EXERCISE: Please repeat each line from the one holding "Note: mark the green" through the final line of the data, exactly as it stands, with no pictures.

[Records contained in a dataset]

☆ ☆ ☆ ☆ ☆ ☆ ☆

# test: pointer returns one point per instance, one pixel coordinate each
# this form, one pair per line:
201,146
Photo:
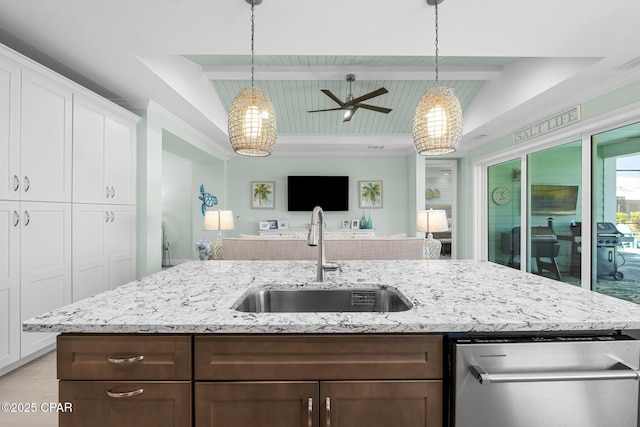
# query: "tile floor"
33,383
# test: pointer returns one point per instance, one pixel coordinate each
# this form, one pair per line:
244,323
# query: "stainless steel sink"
323,300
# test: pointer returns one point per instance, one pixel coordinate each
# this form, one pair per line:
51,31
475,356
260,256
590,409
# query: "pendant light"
437,123
252,119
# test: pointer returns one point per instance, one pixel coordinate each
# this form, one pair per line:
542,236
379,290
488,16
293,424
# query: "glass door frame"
581,131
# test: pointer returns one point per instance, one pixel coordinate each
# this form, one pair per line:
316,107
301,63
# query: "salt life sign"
558,121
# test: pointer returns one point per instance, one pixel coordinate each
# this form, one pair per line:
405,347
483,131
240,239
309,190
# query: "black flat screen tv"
331,193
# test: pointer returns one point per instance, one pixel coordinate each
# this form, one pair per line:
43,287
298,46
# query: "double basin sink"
369,299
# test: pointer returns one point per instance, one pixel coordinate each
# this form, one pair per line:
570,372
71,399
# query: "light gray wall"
392,218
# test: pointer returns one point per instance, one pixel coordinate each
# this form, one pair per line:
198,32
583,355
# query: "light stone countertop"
447,296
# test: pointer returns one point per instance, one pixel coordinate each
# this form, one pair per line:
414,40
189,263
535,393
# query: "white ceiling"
511,62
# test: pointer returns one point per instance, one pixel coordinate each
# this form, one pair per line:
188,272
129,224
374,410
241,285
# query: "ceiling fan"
352,104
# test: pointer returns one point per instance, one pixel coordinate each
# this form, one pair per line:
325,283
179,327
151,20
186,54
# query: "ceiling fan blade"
350,116
326,109
332,96
369,95
375,108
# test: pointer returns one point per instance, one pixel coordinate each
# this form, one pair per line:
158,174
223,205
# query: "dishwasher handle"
484,377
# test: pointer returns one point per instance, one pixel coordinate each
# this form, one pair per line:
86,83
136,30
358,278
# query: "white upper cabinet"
9,131
103,155
45,148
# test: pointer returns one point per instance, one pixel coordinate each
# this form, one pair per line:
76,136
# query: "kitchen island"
171,349
447,296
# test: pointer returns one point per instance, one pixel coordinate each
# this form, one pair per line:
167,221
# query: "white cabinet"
103,248
45,140
45,265
103,155
9,131
9,282
47,163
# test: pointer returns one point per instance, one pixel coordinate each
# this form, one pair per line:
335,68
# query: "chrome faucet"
316,238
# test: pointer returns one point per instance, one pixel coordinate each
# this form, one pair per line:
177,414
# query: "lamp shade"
252,123
437,122
218,220
432,221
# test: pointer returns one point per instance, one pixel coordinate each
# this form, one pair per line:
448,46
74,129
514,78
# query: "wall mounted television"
331,193
554,199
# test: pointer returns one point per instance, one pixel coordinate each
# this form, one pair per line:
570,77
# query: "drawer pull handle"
133,359
327,407
124,394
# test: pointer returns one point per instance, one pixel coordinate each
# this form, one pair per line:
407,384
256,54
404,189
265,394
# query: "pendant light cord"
437,49
253,28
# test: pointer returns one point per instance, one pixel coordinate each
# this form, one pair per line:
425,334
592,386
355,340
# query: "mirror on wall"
616,213
440,194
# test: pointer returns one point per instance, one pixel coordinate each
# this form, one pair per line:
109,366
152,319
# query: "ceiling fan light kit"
252,120
437,122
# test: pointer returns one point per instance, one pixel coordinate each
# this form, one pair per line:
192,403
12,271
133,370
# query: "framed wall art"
263,194
369,194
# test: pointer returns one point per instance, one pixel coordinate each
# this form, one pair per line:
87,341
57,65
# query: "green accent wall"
395,173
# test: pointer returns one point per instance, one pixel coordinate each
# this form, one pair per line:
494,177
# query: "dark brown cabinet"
324,403
363,380
125,380
360,381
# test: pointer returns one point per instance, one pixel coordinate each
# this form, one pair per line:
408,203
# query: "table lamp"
218,220
432,221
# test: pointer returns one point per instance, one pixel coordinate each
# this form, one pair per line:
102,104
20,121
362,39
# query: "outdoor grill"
608,240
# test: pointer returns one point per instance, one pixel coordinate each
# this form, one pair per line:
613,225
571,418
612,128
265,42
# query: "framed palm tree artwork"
370,194
263,194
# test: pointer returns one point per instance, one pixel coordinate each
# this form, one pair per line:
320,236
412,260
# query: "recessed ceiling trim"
364,73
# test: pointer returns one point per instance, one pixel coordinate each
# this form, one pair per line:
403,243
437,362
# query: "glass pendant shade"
437,123
252,123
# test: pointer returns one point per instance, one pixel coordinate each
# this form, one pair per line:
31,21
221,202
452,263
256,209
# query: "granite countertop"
447,296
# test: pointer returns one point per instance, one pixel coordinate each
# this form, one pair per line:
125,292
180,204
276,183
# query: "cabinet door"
9,131
125,404
45,266
88,153
121,234
9,283
90,259
256,404
45,148
120,158
381,403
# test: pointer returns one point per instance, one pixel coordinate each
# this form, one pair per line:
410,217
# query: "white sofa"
291,248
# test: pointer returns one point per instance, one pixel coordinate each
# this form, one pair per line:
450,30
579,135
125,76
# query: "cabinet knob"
119,395
118,360
327,407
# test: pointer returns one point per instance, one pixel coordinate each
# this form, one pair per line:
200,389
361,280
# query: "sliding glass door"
616,212
554,214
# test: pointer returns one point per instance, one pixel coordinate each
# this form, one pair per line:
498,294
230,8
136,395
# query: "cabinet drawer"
317,357
124,357
126,404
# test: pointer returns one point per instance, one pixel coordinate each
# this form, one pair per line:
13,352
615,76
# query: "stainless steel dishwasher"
546,382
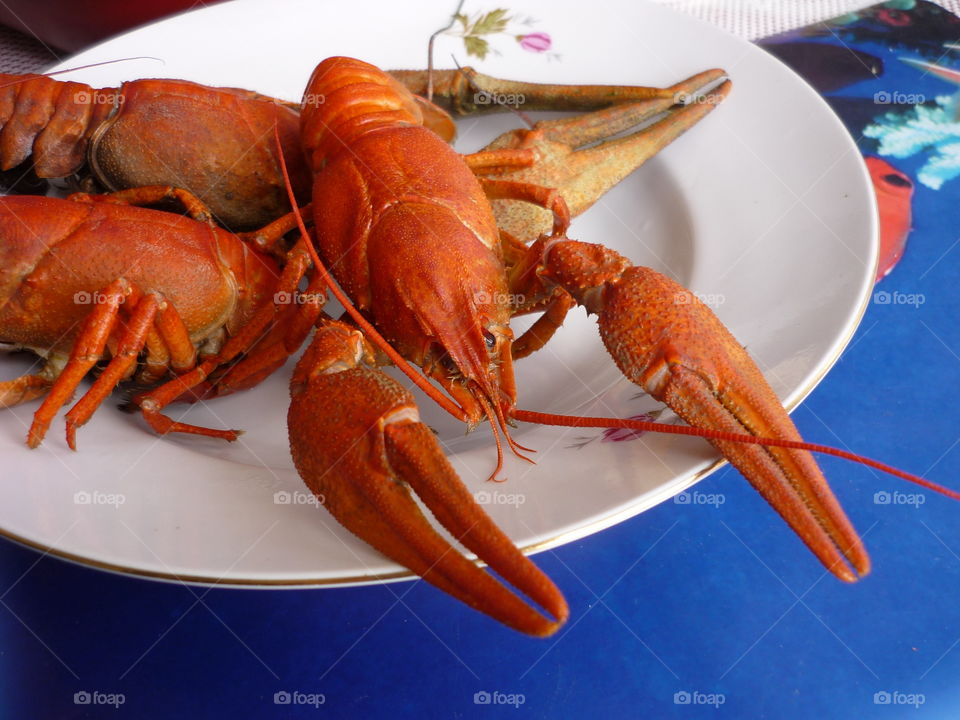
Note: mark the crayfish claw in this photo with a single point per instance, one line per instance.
(357, 442)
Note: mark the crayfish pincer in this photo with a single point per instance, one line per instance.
(357, 441)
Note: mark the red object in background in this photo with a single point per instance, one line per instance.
(72, 25)
(894, 191)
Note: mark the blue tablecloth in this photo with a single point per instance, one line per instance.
(687, 611)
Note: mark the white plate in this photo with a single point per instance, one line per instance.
(766, 205)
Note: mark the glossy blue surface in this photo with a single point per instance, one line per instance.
(706, 603)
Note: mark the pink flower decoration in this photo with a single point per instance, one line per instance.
(535, 42)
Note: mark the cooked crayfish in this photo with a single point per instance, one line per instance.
(408, 231)
(95, 278)
(215, 142)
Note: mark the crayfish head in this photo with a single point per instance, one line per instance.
(474, 364)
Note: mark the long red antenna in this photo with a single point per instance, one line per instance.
(572, 421)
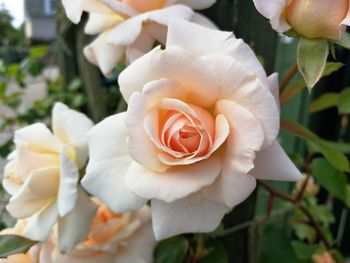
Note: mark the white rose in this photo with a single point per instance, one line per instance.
(43, 174)
(200, 128)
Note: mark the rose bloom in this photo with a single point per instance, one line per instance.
(312, 19)
(31, 256)
(325, 257)
(200, 128)
(42, 178)
(113, 238)
(129, 28)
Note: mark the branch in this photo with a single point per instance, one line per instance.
(288, 77)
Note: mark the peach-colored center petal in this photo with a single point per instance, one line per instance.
(317, 18)
(144, 5)
(187, 133)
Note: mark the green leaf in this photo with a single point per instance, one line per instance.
(172, 250)
(305, 232)
(216, 253)
(39, 51)
(276, 246)
(344, 102)
(298, 86)
(305, 251)
(324, 102)
(11, 245)
(312, 59)
(33, 66)
(344, 41)
(323, 214)
(334, 181)
(335, 157)
(3, 88)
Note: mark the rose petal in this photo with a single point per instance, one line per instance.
(274, 86)
(71, 228)
(72, 127)
(40, 225)
(234, 185)
(238, 83)
(245, 139)
(196, 39)
(74, 9)
(141, 46)
(139, 104)
(222, 131)
(28, 160)
(109, 176)
(103, 54)
(202, 20)
(68, 192)
(33, 197)
(273, 10)
(39, 137)
(175, 183)
(274, 164)
(176, 64)
(99, 23)
(184, 215)
(346, 21)
(109, 162)
(134, 24)
(140, 246)
(197, 4)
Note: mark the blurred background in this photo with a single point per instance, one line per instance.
(41, 62)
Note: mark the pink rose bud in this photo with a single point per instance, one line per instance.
(317, 18)
(310, 18)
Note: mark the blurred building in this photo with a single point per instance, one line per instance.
(40, 23)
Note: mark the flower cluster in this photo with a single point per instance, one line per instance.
(200, 129)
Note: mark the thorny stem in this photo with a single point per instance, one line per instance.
(288, 77)
(312, 221)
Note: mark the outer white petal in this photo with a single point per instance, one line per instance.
(189, 215)
(103, 54)
(29, 159)
(175, 183)
(99, 23)
(39, 137)
(273, 10)
(346, 21)
(33, 197)
(202, 20)
(133, 26)
(108, 165)
(72, 127)
(40, 225)
(274, 86)
(75, 227)
(176, 64)
(274, 164)
(141, 46)
(74, 9)
(140, 246)
(239, 84)
(68, 192)
(106, 181)
(246, 137)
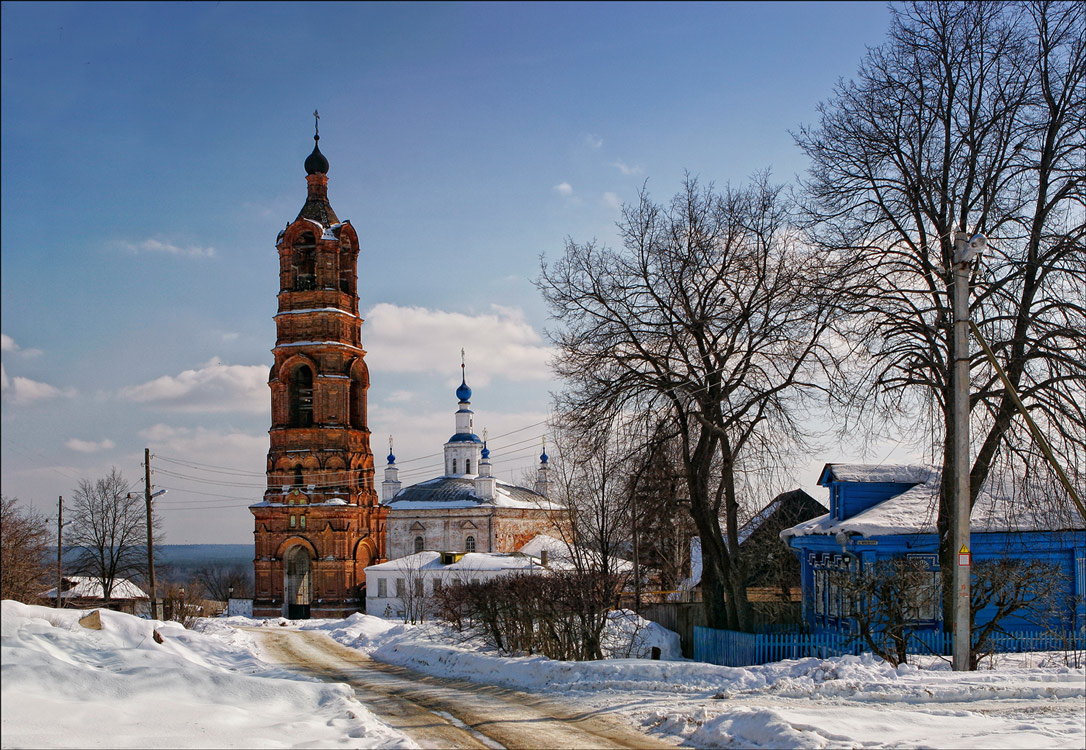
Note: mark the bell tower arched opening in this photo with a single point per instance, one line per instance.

☆ ☆ ☆ ☆ ☆ ☆ ☆

RESPONSE TO THE TASK:
Note: mark the green leaf in this photo with a single point per instance, one line per instance.
(172, 250)
(305, 232)
(216, 253)
(39, 51)
(276, 246)
(344, 102)
(298, 86)
(305, 251)
(324, 102)
(11, 245)
(312, 59)
(33, 66)
(344, 41)
(323, 214)
(334, 181)
(335, 157)
(3, 88)
Note: mark the rose petal in this photo with a single point per instance, one line per instance.
(274, 86)
(71, 228)
(72, 127)
(40, 225)
(234, 185)
(238, 83)
(245, 139)
(196, 39)
(74, 9)
(141, 46)
(139, 104)
(222, 131)
(28, 160)
(109, 176)
(103, 54)
(202, 20)
(68, 192)
(33, 197)
(273, 10)
(39, 137)
(175, 183)
(274, 164)
(176, 64)
(99, 23)
(184, 215)
(346, 21)
(109, 162)
(134, 24)
(140, 246)
(197, 4)
Note: mark the blurred background in this photo with a single point per instance, one line per instance.
(41, 62)
Note: mark the pink rose bud in this photo with a single point per instance, one line per instance.
(317, 18)
(310, 18)
Note: mark the blurred building in this photo with a single point per instance, one line per instance.
(40, 23)
Note: mark the flower cluster in this photo with a single point per instance, one line per instance.
(200, 129)
Note: mark the thorny stem in this photo with a single point per instance, one line per instance.
(288, 77)
(312, 221)
Note: mark the outer white petal in this photo with a single point per instance, one line per instance.
(189, 215)
(103, 54)
(29, 159)
(175, 183)
(99, 23)
(39, 137)
(273, 10)
(346, 21)
(33, 197)
(202, 20)
(133, 26)
(108, 165)
(72, 127)
(40, 225)
(274, 86)
(75, 227)
(176, 64)
(274, 164)
(141, 46)
(74, 9)
(140, 246)
(239, 84)
(68, 192)
(106, 181)
(246, 137)
Note: mark the bell tower arched opening in this photo with a single point per instance, one line per instance.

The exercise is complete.